### SET EXERCISE
Copy the listing below, switching every "per instance" to "for each instance" and leaving everything else unchanged.

— begin THE INPUT —

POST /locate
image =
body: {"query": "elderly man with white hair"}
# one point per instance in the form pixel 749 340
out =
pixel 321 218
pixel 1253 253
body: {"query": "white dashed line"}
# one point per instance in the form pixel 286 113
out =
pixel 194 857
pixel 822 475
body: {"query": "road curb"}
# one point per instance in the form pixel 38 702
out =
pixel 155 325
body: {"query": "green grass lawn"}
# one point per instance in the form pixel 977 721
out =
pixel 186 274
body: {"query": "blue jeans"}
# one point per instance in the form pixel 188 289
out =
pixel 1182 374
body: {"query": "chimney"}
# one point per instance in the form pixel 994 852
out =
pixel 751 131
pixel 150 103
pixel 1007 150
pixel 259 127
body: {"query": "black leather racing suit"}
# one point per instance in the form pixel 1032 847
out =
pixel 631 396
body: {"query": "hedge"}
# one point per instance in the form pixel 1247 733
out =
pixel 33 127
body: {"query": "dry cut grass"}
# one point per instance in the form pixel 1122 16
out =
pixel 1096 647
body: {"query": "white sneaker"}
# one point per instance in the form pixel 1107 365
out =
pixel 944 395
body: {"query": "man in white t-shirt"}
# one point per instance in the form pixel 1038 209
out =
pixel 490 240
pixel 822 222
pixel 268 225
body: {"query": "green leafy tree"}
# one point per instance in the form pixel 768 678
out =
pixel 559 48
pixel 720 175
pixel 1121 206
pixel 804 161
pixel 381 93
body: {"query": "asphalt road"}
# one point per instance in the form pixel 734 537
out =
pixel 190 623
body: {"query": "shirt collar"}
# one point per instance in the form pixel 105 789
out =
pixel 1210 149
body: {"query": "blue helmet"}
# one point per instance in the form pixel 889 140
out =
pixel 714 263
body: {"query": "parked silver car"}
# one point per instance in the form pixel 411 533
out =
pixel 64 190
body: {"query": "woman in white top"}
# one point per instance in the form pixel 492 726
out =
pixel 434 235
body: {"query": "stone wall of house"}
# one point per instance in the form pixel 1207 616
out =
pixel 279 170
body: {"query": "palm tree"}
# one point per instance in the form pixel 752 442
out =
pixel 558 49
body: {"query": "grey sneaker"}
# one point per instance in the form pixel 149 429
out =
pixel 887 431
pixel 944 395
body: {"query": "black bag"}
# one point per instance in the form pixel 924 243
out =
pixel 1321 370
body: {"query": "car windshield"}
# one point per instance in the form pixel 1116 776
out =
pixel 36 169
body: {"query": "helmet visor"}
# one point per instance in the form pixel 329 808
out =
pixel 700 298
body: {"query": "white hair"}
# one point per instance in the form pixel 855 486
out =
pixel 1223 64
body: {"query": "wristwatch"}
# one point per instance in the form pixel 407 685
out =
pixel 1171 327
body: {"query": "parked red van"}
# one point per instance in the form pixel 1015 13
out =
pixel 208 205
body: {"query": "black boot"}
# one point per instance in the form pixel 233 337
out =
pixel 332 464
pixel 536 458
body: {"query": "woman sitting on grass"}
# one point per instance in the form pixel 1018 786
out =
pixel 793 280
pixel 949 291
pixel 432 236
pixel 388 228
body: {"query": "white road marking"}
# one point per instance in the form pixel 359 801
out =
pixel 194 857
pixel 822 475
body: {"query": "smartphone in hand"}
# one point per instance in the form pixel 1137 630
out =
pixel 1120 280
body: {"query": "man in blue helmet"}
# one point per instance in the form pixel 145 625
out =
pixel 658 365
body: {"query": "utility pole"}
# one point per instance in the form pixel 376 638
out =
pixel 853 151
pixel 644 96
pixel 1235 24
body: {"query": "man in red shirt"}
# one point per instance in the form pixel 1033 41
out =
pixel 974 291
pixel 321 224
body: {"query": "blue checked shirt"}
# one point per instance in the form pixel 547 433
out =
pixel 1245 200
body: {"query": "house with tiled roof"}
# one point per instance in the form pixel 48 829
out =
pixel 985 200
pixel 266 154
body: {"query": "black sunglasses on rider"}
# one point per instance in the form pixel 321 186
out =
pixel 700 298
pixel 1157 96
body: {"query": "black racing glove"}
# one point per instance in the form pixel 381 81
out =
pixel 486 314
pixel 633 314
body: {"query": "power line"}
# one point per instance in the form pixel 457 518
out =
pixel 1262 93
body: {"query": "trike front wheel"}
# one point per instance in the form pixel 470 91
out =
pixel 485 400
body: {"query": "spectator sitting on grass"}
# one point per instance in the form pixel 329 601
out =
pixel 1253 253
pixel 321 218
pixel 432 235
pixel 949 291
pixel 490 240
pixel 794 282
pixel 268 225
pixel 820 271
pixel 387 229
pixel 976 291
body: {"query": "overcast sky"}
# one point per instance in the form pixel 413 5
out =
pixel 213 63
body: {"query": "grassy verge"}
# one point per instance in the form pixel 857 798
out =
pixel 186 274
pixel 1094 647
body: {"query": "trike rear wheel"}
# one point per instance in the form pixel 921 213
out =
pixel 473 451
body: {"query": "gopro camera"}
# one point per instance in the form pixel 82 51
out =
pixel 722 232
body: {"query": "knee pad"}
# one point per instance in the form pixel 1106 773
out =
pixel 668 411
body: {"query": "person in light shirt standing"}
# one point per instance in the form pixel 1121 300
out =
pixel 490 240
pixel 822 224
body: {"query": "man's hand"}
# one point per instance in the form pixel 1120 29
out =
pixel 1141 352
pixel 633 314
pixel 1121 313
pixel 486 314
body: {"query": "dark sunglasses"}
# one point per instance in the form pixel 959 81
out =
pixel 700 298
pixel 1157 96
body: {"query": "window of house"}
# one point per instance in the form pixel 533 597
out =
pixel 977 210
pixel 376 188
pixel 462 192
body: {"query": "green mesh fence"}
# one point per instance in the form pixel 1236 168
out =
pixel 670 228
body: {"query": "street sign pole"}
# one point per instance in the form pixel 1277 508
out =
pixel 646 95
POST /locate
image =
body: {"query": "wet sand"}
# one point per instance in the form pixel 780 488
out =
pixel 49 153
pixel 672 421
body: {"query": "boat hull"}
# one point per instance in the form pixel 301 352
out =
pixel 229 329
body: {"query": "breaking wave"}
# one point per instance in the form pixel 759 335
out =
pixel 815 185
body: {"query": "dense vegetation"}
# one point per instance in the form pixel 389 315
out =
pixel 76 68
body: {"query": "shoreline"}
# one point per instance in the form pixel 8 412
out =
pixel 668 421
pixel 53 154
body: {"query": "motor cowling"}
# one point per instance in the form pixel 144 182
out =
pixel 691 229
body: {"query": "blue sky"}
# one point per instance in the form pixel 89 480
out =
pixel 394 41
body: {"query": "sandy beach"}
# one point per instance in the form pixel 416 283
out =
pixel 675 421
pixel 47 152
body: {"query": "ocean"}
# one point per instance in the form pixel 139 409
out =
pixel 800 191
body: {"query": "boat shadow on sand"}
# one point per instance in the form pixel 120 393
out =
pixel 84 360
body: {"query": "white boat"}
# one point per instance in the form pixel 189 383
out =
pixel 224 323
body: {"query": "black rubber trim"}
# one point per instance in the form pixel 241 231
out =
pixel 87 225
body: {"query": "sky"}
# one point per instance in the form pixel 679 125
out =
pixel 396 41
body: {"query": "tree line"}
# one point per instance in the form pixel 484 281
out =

— end THE INPUT —

### WRITTEN SOLUTION
POST /locate
image =
body: {"query": "elderly man with white hair"}
# one point for each instance in the form pixel 749 340
out =
pixel 321 218
pixel 1253 253
body: {"query": "white dashed line"}
# one point for each instance in the form pixel 286 113
out =
pixel 194 857
pixel 822 475
body: {"query": "road curb"}
# one point for each instance in the form pixel 38 702
out =
pixel 155 325
body: {"query": "green grass lawn"}
# one point for each instance in the form pixel 977 721
out =
pixel 186 274
body: {"query": "blue jeans"}
# one point for each instance in the form pixel 188 289
out =
pixel 1182 374
body: {"query": "chimney"}
# one point for each instance in the form pixel 994 852
out =
pixel 751 131
pixel 150 103
pixel 1007 150
pixel 259 127
body: {"query": "black leather racing suit"}
# one point for each instance in the form pixel 1032 847
out =
pixel 631 396
body: {"query": "hedge"}
# one point for each instance in the form pixel 1247 733
out =
pixel 33 127
body: {"query": "dry cut grass"}
# one point for each instance in the form pixel 1122 16
out =
pixel 1096 647
body: {"query": "white sneaker"}
# one point for each instance in the form pixel 1107 365
out =
pixel 944 395
body: {"query": "man in white t-shirt"}
# one point for each instance in the form pixel 1038 209
out =
pixel 490 240
pixel 822 222
pixel 268 225
body: {"query": "green leafy tree"}
# one point for each instance in the form pixel 768 678
out =
pixel 559 48
pixel 720 175
pixel 1121 206
pixel 804 161
pixel 381 93
body: {"query": "asphalt road"}
# one point for each instance in the form pixel 734 537
out =
pixel 190 623
body: {"query": "shirt collar"}
# one point for each instance in the form pixel 105 789
out =
pixel 1210 149
body: {"query": "blue helmet"}
# one point for each instance in the form pixel 889 140
out =
pixel 714 263
body: {"query": "parked silver car"}
# one point for each instance in the form pixel 411 533
out =
pixel 64 190
body: {"query": "woman in white top"}
# one point for each instance in the form pixel 492 726
out =
pixel 434 235
body: {"query": "stone wall of house"}
# one point for each instance in the form pixel 1207 616
out =
pixel 279 170
body: {"query": "palm tree"}
# one point for each instance in the form pixel 752 442
out =
pixel 558 49
body: {"query": "grey sneaker"}
# one point for each instance in the form pixel 149 429
out =
pixel 887 431
pixel 944 395
body: {"query": "black bag"}
# one point for each instance in the form pixel 924 243
out =
pixel 1321 370
body: {"query": "car windshield"}
# one point for each instance in the form pixel 1116 776
out =
pixel 36 169
body: {"query": "helmet visor"}
# one point for each instance in the form pixel 329 808
out =
pixel 700 298
body: {"query": "white hair"}
# one point for each instance in the form pixel 855 486
out =
pixel 1223 64
body: {"query": "wristwatch"}
# one point for each instance in the form pixel 407 685
out =
pixel 1171 327
body: {"query": "parked red van"}
# one point for each instance in the form pixel 1015 13
out =
pixel 208 205
body: {"query": "black boot"}
# one point for each instance in the form pixel 233 337
out =
pixel 332 464
pixel 536 458
body: {"query": "woman sitting on grass"}
# one point for each instance in the form pixel 1018 786
out =
pixel 793 280
pixel 949 291
pixel 432 236
pixel 388 228
body: {"query": "white road marking"}
# one point for each instance in the form pixel 359 801
out =
pixel 194 857
pixel 822 475
body: {"query": "smartphone in hand"}
# one point for each instance in the form pixel 1137 630
out =
pixel 1120 280
body: {"query": "man in blue helmet"}
# one point for each instance in the form pixel 145 625
out =
pixel 658 365
body: {"query": "utility pole"}
# one point for each instance in the form pixel 376 638
out =
pixel 853 151
pixel 644 96
pixel 1235 24
body: {"query": "man in red shirt"}
# one point for each instance in the form pixel 1033 41
out =
pixel 974 291
pixel 321 224
body: {"query": "blue checked shirt"}
# one point for each instance in the form pixel 547 433
out =
pixel 1245 200
body: {"query": "house with tiled roof"}
# one point for each instance in the form pixel 48 829
out =
pixel 985 200
pixel 266 154
body: {"query": "black sunglasses on rider"}
# one point for each instance in the form pixel 321 186
out =
pixel 700 298
pixel 1157 96
body: {"query": "black racing glove"}
# one point for each instance in the form pixel 381 81
out =
pixel 486 314
pixel 633 314
body: {"query": "power line"}
# one point for each instance in the form pixel 457 518
out =
pixel 1262 93
body: {"query": "trike front wheel"}
# one point for each instance in the form pixel 470 91
out =
pixel 485 400
body: {"query": "spectator sitting on grass"}
# one point for each instance in the form pixel 329 601
out =
pixel 1253 253
pixel 321 218
pixel 432 235
pixel 949 291
pixel 490 240
pixel 794 282
pixel 268 225
pixel 820 271
pixel 387 229
pixel 976 291
body: {"query": "overcast sky"}
# one point for each instance in the form pixel 413 5
out =
pixel 213 63
body: {"query": "grassy verge"}
# one point for each instance in the form pixel 857 798
out =
pixel 186 274
pixel 1094 647
body: {"query": "trike rear wheel"}
# one point for each instance in the form pixel 921 213
out =
pixel 473 451
body: {"query": "gopro camera"}
# one point for each instance in the form pixel 82 51
out =
pixel 722 232
body: {"query": "knee pad"}
# one point for each instance in the form pixel 1106 773
out =
pixel 668 411
body: {"query": "person in light shirt standing"}
# one point for each instance in the form pixel 1121 300
out =
pixel 490 240
pixel 822 224
body: {"query": "man's hand"}
# one point for each instance in the form pixel 1120 29
out =
pixel 1141 352
pixel 633 314
pixel 1121 313
pixel 486 314
body: {"query": "dark sunglasses"}
# one point for each instance in the form pixel 959 81
out =
pixel 700 298
pixel 1157 96
body: {"query": "window of house"}
# one point for each instance in the form pixel 533 597
out =
pixel 977 210
pixel 376 188
pixel 462 192
body: {"query": "green mesh fence"}
# one point for each instance in the form pixel 1236 168
out =
pixel 670 228
body: {"query": "street sign pole"}
# one point for each instance in the form pixel 1277 508
out =
pixel 646 95
POST /locate
image =
body: {"query": "wet sand"}
# one point for each instance in the form pixel 780 488
out =
pixel 49 153
pixel 672 421
body: {"query": "boat hull"}
# one point for each instance in the form pixel 301 352
out =
pixel 229 329
body: {"query": "breaking wave"}
# one point for each instance in the form pixel 759 335
out =
pixel 815 185
body: {"query": "dense vegetation"}
# one point for each instance in the form pixel 389 315
out =
pixel 76 68
body: {"query": "shoreline"}
# one point for each instance in the form pixel 8 412
out =
pixel 668 421
pixel 53 154
body: {"query": "motor cowling"}
# one point for each instance in the form pixel 144 182
out =
pixel 691 229
body: {"query": "blue sky"}
# one point for each instance in the form pixel 89 480
out =
pixel 394 41
body: {"query": "sandy beach"}
# one point for each instance in the form pixel 416 283
out =
pixel 675 421
pixel 47 152
body: {"query": "ocean"}
# one point for each instance in the form pixel 139 409
out =
pixel 800 191
body: {"query": "boat shadow on sand"}
# one point for each instance in the form pixel 120 393
out =
pixel 84 360
body: {"query": "white boat"}
# one point for each instance in the form pixel 189 383
out =
pixel 224 323
body: {"query": "black rubber trim"}
# one point for each instance in the form pixel 241 231
out =
pixel 87 225
body: {"query": "sky"}
# one point for each instance in the form pixel 679 125
out =
pixel 396 41
body: {"query": "tree line"}
# one point for each instance in the form pixel 484 281
out =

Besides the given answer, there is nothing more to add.